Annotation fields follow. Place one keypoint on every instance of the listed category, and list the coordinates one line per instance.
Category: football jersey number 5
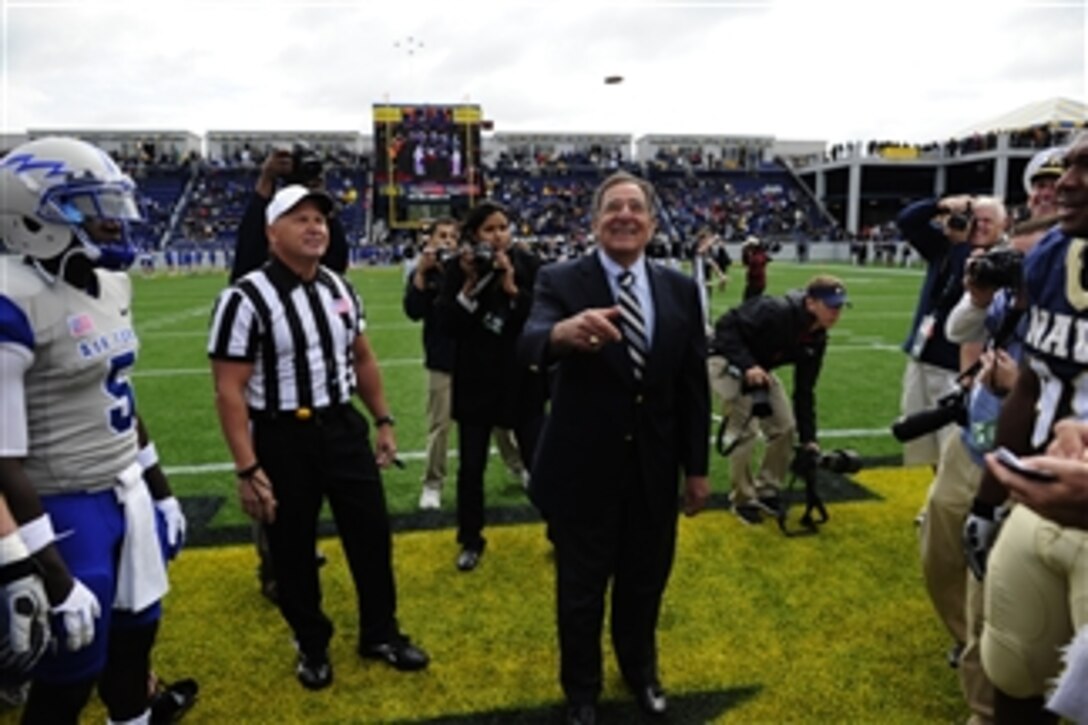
(118, 385)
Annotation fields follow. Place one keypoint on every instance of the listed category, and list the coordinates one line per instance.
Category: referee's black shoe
(313, 671)
(399, 653)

^^^^^^^^

Write out all of these lines again, requests included, but multiply every keypoint coordinate in the answers by 1.7 and round each result to a whole number, with halves rounding up. Leave the pictures out of your answer.

**RESPONSE TO THIS EXERCISE**
Annotation fields follow. Place one keypoint on every instance of the listed category, and list the coordinates one line per instance.
Category: football jersey number 5
(201, 655)
Annotation fields follow. Place one keypoint on every instance of the listed category, and list the coordinates one line per instance.
Category: referee's black shoe
(532, 1141)
(678, 1110)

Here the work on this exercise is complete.